-- START --

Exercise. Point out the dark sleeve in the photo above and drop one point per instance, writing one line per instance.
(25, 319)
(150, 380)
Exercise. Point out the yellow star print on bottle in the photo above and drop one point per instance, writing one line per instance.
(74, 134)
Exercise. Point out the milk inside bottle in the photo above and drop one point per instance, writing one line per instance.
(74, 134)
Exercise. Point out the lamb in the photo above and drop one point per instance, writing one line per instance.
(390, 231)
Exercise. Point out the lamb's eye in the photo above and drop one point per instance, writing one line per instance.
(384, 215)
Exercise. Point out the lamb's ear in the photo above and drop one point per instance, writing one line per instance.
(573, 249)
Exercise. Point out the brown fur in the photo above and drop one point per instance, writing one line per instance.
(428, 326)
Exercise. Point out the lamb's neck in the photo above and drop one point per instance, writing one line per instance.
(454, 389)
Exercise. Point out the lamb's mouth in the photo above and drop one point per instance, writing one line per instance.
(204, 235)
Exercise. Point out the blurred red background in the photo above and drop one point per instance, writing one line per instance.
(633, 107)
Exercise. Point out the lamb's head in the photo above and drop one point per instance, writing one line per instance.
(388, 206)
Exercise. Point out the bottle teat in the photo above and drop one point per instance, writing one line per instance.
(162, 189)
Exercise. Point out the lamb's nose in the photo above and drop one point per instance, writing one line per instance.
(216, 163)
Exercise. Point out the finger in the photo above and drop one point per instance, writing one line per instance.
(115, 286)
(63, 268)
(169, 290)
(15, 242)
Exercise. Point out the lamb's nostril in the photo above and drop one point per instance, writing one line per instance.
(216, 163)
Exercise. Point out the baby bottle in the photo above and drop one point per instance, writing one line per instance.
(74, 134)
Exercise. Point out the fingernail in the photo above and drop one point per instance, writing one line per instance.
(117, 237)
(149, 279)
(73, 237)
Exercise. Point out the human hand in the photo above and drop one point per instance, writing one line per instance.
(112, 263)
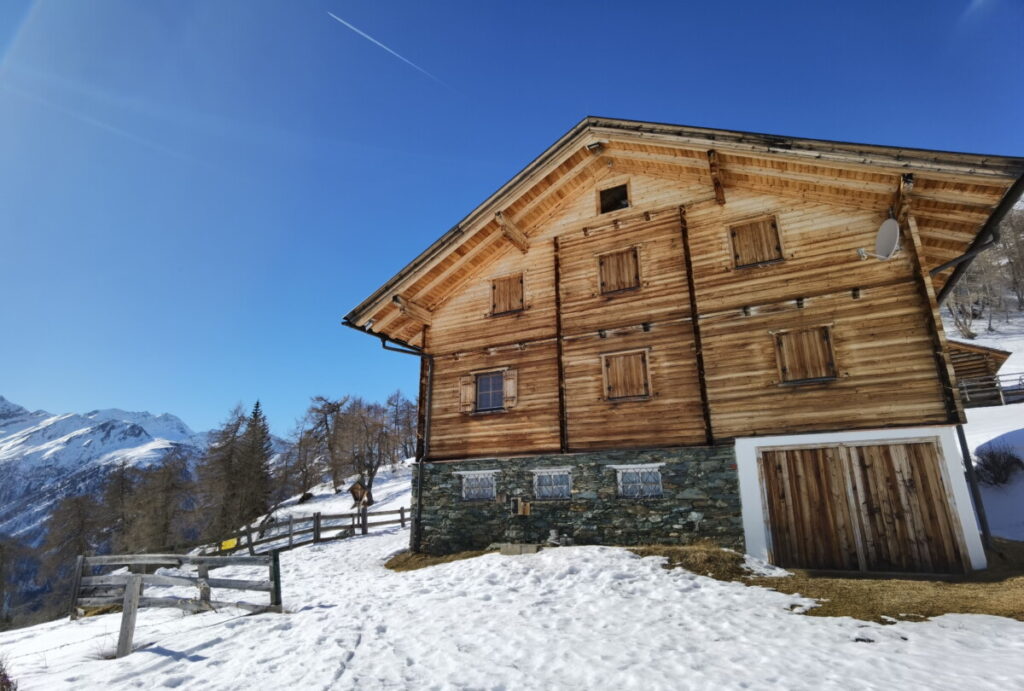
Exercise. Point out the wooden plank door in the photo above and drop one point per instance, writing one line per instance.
(903, 509)
(876, 507)
(808, 510)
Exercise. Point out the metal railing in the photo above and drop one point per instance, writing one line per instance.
(992, 390)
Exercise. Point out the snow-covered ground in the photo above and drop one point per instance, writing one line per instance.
(1000, 426)
(583, 617)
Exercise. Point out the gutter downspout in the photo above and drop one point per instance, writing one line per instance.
(408, 349)
(988, 236)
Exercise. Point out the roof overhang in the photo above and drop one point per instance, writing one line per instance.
(979, 183)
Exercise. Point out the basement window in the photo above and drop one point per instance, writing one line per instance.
(805, 356)
(643, 481)
(553, 483)
(626, 376)
(620, 270)
(488, 390)
(613, 199)
(478, 485)
(506, 295)
(756, 243)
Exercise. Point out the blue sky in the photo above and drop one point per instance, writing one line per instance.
(194, 192)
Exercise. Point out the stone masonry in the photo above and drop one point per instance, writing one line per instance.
(700, 501)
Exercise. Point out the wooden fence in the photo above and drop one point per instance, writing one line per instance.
(126, 590)
(992, 390)
(291, 532)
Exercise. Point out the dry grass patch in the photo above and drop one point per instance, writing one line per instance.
(705, 558)
(410, 561)
(998, 591)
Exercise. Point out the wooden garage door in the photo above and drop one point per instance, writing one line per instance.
(872, 507)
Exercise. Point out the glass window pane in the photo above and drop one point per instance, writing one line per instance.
(491, 391)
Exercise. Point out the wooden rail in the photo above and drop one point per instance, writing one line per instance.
(291, 532)
(126, 590)
(992, 390)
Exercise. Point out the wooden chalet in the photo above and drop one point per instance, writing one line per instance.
(659, 334)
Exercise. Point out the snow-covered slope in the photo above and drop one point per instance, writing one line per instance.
(583, 617)
(44, 457)
(1000, 426)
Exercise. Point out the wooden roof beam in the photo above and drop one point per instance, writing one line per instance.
(413, 309)
(716, 179)
(512, 231)
(901, 199)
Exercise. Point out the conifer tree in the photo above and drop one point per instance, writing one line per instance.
(73, 528)
(116, 500)
(218, 473)
(256, 448)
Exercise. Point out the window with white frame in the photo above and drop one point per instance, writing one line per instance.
(553, 483)
(478, 485)
(639, 481)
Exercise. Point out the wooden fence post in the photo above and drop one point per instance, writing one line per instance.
(204, 587)
(76, 586)
(133, 591)
(275, 578)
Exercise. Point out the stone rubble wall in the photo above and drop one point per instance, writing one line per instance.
(700, 501)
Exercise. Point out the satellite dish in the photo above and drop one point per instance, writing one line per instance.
(886, 242)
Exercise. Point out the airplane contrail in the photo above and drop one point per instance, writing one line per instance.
(373, 40)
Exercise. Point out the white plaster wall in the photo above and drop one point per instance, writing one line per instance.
(755, 524)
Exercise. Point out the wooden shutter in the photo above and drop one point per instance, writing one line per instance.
(756, 243)
(620, 270)
(626, 375)
(511, 388)
(805, 355)
(467, 393)
(506, 295)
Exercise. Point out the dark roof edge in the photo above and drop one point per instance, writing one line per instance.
(773, 143)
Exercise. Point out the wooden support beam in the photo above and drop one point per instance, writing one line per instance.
(695, 325)
(901, 200)
(129, 610)
(512, 231)
(947, 377)
(563, 423)
(413, 309)
(716, 178)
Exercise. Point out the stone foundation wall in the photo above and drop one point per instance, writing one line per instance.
(700, 501)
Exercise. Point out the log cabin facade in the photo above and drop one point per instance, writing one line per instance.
(662, 334)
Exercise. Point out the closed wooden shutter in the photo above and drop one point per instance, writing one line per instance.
(507, 295)
(467, 393)
(620, 270)
(626, 375)
(805, 355)
(511, 388)
(756, 243)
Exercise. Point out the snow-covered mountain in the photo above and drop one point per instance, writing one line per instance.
(44, 457)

-- END --

### GOAL OF THE EXERCISE
Put the material from the line containing "Exercise. Point out the wooden support" through the end into a JSON list of strings, with one string for each line and blank lines skipped.

### WRITTEN ANSWER
[
  "Exercise. Point out the wooden support beam in the photo above and drop one point per instance, writing one line per instance.",
  "(695, 325)",
  "(901, 200)",
  "(129, 610)",
  "(512, 231)",
  "(947, 377)",
  "(563, 423)",
  "(413, 309)",
  "(716, 178)",
  "Exercise. Point out the stone foundation wall in the photo above and drop one point per instance, writing one line per instance.",
  "(700, 501)",
  "Exercise. Point out the log cabin facade in the photo above and drop one point per instance, writing one line per instance.",
  "(662, 334)",
  "Exercise. Point out the closed wooden shutter in the photo above and drop one point per instance, writing one line per instance.",
  "(507, 295)",
  "(467, 393)",
  "(620, 270)",
  "(626, 375)",
  "(805, 355)",
  "(511, 388)",
  "(756, 243)",
  "Exercise. Point out the snow-covered mountain in the photo above and drop one point per instance, writing one line per instance.",
  "(44, 457)"
]